Start of Exercise text
Monday, December 12, 2011

"Spanish Arches" published in Haggard and Halloo / Poem: The Furnace Man

It took me six months to find the house I live in. Read my story in this prestigious online journal I'd never heard of: Haggard and Halloo.

H Ryder Haggard, author of the classic "She," was one of my favorite authors when I was growing up.

When I went outside this morning, my birdbath had frozen water, the cup of water in my car was frozen, but I had bundled up in layers. Drove to Quest Diagnostics for my monthly kidney tests.

This is the only Quest around that isn't crowded.

The pleasure from being published at H&H is reminiscent of when I was in fourth grade at Mercer Elementary School in Shaker Heights and the principal came to our class. That would be the class of Mrs. Evelyn Hess. No relation to the gas station or Bill.

I had written a report on Abraham Lincoln, in pencil, we weren't allowed to write in pen, and for some reason the princiPAL loved it, that would be the famous educator Mrs. Alice van Duesen, who had no kids of her own.

I was always obsessed with religion, so I did a lot of research in getting Lincoln's religion right. I used our home World Book Encyclopedia as well as the World Almanac. Plus some books in the Mercer Library, Mrs. Leffler, librarian.

Way to go, 65-year-old Ruthie! (I just inserted the first name of Mrs. Hess. Evelyn. Took me five hours to remember it.)

Anyway, Mr. Lincoln had no religion at all.

As I sit here on my living room couch desk, I look across the room to where I have a facsimile of the Gettysberg Address on the wall.

I'm waiting right now until my insulin takes effect and then I can eat. So, I'm sitting in the exam room at Quest. Lisa is my phlebotomist. She's got the needle in my arm. And can't get into a vein.

Did you drink water today?

Yes, I say, imagining drinking it last nite from the blue bathroom glass cuz I was so thirsty, and then half a glass this morning, plus I had four chunks of watermelon for breakfast which is all water.

I know it's there, she says, as she moves the needle about.

Does it hurt?

Not at all, I say.

She really seems like she's onto something.
End of Exercise text
Start of Entries supplied
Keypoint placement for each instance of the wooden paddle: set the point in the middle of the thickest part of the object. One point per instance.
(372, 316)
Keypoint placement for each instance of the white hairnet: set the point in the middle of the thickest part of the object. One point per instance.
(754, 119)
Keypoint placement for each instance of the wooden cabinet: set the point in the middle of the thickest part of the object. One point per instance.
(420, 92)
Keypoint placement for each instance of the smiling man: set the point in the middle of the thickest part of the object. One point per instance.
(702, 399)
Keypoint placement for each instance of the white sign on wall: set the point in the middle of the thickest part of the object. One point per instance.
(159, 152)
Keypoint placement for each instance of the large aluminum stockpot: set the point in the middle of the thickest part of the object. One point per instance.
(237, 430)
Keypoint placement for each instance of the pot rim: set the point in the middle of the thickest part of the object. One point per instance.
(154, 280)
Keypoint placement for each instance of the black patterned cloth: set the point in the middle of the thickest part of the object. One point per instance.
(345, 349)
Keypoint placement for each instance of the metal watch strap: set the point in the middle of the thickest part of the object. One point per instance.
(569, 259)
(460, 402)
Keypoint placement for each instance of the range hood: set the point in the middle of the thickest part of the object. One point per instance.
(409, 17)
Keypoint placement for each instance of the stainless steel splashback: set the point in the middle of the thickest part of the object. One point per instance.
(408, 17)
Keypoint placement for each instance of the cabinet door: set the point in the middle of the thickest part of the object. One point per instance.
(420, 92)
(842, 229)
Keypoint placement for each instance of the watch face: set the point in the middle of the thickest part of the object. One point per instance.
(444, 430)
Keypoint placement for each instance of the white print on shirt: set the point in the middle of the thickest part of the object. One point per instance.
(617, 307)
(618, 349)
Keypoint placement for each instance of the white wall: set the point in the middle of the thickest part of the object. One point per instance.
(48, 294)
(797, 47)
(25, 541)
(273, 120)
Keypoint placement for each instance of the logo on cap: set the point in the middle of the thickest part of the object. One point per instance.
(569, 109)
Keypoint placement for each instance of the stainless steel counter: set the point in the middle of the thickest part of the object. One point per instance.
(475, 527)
End of Entries supplied
-- Task instructions --
a: Answer these from the blog post:
(i) What was the first name of the teacher Mrs. Hess?
(ii) Besides books from the Mercer Library, which two reference works did the writer use for the report on Abraham Lincoln?
(iii) What did the writer eat for breakfast?
b: Write out the blog post's text, starting at "I'm waiting right" and continuing down to "is all water.".

-- Answers given --
a:
(i) Evelyn
(ii) The World Book Encyclopedia and the World Almanac
(iii) Four chunks of watermelon

b:
I'm waiting right now until my insulin takes effect and then I can eat. So, I'm sitting in the exam room at Quest. Lisa is my phlebotomist. She's got the needle in my arm. And can't get into a vein.

Did you drink water today?

Yes, I say, imagining drinking it last nite from the blue bathroom glass cuz I was so thirsty, and then half a glass this morning, plus I had four chunks of watermelon for breakfast which is all water.